> **TASK REQUIREMENTS**:
Pick out and copy every line of the listing that contains the string "runway", treating uppercase and lowercase letters as distinct.

======== RECORDS FOR THE EXERCISE

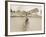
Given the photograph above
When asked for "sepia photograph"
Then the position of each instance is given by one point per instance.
(25, 18)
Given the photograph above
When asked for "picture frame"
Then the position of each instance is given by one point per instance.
(23, 5)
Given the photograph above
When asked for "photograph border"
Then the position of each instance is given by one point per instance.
(6, 18)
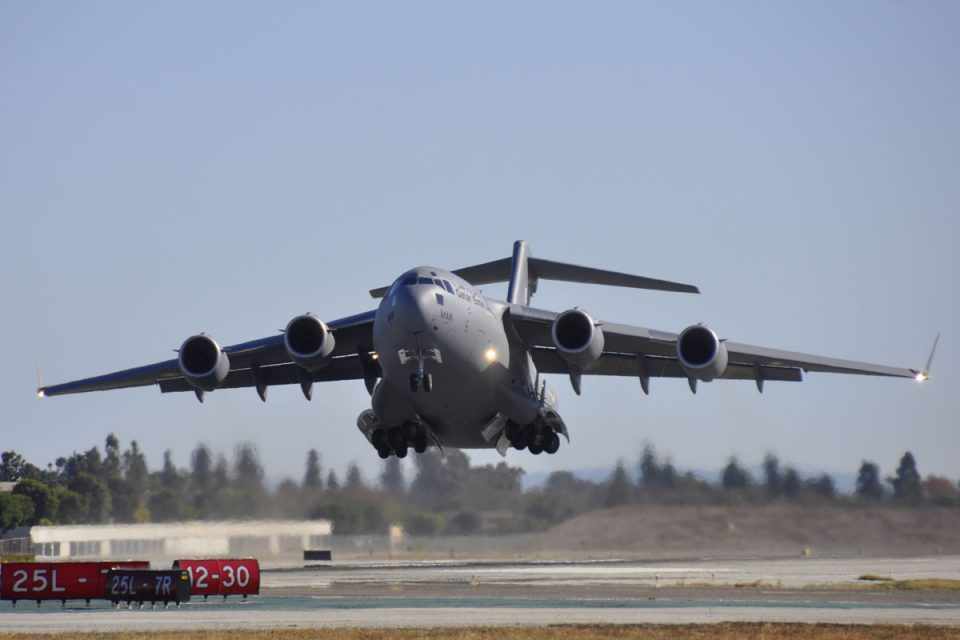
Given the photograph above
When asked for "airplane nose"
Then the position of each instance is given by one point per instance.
(413, 308)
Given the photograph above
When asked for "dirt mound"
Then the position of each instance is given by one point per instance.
(751, 530)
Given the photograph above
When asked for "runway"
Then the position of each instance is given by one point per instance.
(511, 593)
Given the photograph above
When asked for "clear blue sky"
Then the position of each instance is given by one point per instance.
(176, 167)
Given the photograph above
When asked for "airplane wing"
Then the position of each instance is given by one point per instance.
(643, 352)
(268, 356)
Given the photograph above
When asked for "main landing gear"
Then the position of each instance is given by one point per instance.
(420, 380)
(538, 438)
(398, 440)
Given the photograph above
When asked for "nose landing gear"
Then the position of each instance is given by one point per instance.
(420, 380)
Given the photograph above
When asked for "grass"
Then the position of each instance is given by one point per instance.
(723, 631)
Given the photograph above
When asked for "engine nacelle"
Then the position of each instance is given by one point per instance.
(701, 353)
(578, 339)
(309, 342)
(203, 363)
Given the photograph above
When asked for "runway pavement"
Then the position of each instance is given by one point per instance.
(509, 593)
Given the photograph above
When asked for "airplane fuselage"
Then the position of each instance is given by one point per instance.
(444, 354)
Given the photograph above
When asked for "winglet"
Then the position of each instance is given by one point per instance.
(924, 374)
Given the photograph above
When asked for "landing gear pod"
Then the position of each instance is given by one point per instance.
(139, 585)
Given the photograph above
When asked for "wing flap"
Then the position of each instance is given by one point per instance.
(353, 334)
(342, 368)
(627, 364)
(532, 327)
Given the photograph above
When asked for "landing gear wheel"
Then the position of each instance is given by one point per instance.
(396, 439)
(552, 443)
(530, 434)
(411, 430)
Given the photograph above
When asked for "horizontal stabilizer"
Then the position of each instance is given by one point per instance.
(540, 269)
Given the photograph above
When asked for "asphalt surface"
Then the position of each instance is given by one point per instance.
(510, 593)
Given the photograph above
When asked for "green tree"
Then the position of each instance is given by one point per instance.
(72, 508)
(15, 511)
(201, 481)
(823, 486)
(735, 477)
(44, 499)
(333, 483)
(649, 468)
(906, 484)
(440, 479)
(868, 482)
(135, 473)
(772, 478)
(111, 462)
(14, 467)
(247, 468)
(312, 475)
(94, 495)
(619, 487)
(791, 483)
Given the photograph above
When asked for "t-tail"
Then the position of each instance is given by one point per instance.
(522, 271)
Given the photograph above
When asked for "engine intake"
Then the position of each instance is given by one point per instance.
(578, 339)
(203, 363)
(701, 353)
(309, 342)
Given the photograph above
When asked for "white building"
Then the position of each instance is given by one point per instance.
(270, 538)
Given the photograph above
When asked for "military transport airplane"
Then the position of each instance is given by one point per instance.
(447, 366)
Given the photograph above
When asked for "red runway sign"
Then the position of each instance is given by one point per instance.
(58, 580)
(222, 577)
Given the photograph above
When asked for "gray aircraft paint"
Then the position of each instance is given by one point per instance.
(446, 363)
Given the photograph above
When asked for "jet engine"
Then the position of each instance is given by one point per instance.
(578, 339)
(309, 342)
(701, 353)
(203, 363)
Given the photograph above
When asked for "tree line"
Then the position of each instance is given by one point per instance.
(445, 495)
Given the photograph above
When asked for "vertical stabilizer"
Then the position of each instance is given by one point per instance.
(519, 291)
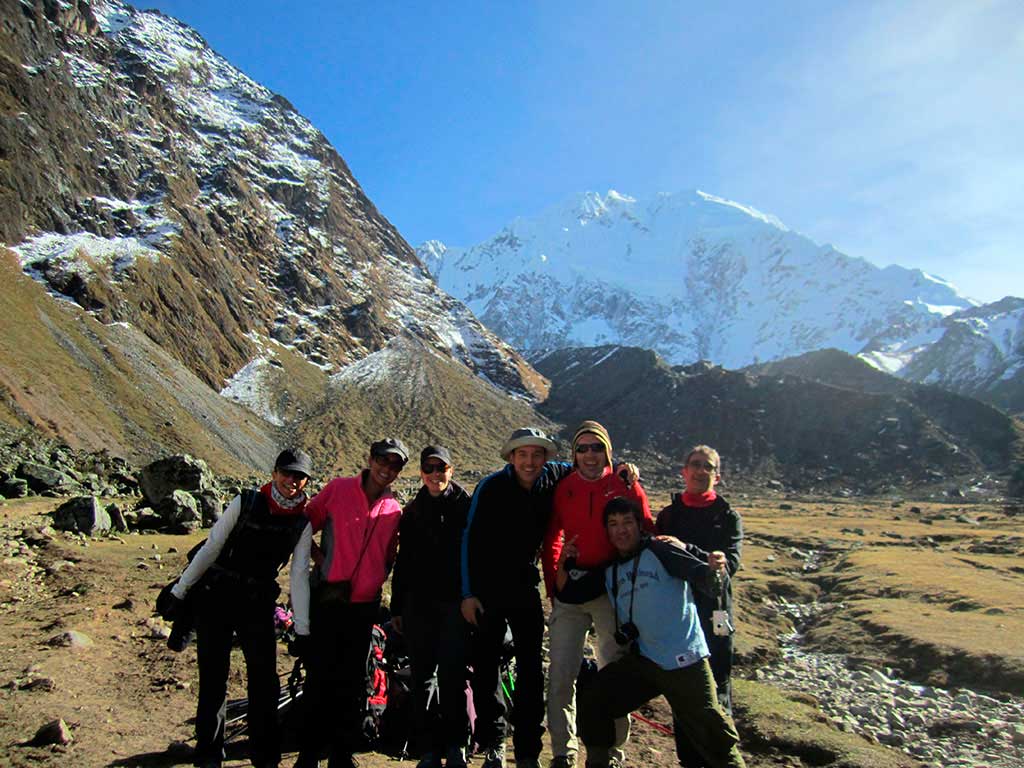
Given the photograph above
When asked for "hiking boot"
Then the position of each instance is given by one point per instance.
(455, 758)
(494, 758)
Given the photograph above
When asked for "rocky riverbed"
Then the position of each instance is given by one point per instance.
(942, 728)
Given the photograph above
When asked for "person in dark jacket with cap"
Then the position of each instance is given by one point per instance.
(507, 519)
(231, 584)
(358, 517)
(713, 531)
(425, 605)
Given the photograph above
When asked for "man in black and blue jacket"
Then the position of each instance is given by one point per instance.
(507, 520)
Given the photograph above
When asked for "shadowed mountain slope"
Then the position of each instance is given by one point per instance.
(803, 431)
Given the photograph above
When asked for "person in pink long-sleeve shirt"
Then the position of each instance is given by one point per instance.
(357, 518)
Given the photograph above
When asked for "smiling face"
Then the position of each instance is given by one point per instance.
(591, 458)
(527, 461)
(435, 475)
(289, 484)
(624, 532)
(700, 472)
(384, 469)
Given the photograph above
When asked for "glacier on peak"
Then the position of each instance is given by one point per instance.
(691, 274)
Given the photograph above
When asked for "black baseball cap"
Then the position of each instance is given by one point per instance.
(435, 452)
(390, 445)
(294, 460)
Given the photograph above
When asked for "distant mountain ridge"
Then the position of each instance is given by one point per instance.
(695, 276)
(825, 421)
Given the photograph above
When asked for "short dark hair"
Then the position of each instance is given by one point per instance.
(623, 506)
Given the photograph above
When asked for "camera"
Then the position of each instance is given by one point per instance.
(627, 634)
(721, 625)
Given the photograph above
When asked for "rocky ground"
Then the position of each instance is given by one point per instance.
(864, 630)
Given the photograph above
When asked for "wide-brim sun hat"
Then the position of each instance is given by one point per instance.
(527, 436)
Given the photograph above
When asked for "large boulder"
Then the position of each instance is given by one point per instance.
(42, 478)
(179, 511)
(84, 514)
(14, 487)
(179, 472)
(211, 507)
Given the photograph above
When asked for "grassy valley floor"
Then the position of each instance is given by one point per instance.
(934, 591)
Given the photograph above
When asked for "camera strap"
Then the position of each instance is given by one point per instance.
(633, 586)
(368, 535)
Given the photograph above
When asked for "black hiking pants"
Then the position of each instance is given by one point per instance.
(222, 611)
(721, 669)
(335, 692)
(437, 638)
(520, 609)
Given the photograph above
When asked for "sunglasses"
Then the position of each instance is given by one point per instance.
(385, 461)
(708, 466)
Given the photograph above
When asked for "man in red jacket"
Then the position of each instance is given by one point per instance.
(578, 517)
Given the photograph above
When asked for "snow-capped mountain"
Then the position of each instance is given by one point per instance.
(695, 276)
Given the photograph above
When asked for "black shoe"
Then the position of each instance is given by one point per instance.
(495, 757)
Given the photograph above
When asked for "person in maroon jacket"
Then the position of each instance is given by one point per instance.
(578, 519)
(714, 531)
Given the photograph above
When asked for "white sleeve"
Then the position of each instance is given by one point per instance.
(298, 581)
(209, 551)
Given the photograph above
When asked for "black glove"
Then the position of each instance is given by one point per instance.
(169, 606)
(299, 646)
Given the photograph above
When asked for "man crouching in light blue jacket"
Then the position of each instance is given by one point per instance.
(650, 585)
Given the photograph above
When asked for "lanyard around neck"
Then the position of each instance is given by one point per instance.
(633, 585)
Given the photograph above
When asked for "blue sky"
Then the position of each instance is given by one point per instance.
(893, 130)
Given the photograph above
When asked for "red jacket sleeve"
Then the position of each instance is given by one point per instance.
(551, 550)
(638, 494)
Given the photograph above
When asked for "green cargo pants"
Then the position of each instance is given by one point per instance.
(632, 681)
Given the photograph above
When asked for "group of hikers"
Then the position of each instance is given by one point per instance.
(654, 592)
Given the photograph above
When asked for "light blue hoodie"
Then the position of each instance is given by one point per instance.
(652, 589)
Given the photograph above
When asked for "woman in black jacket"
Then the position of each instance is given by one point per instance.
(425, 603)
(231, 587)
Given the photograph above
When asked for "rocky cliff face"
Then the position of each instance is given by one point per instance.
(152, 182)
(157, 187)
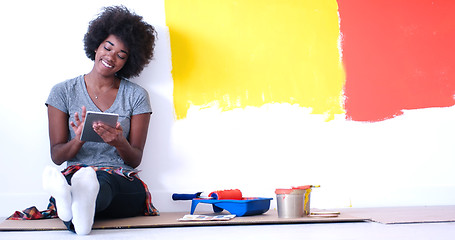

================

> **FINISHED ANSWER**:
When asked for "runway"
When asked for "runway pavement"
When asked for "red runway sign"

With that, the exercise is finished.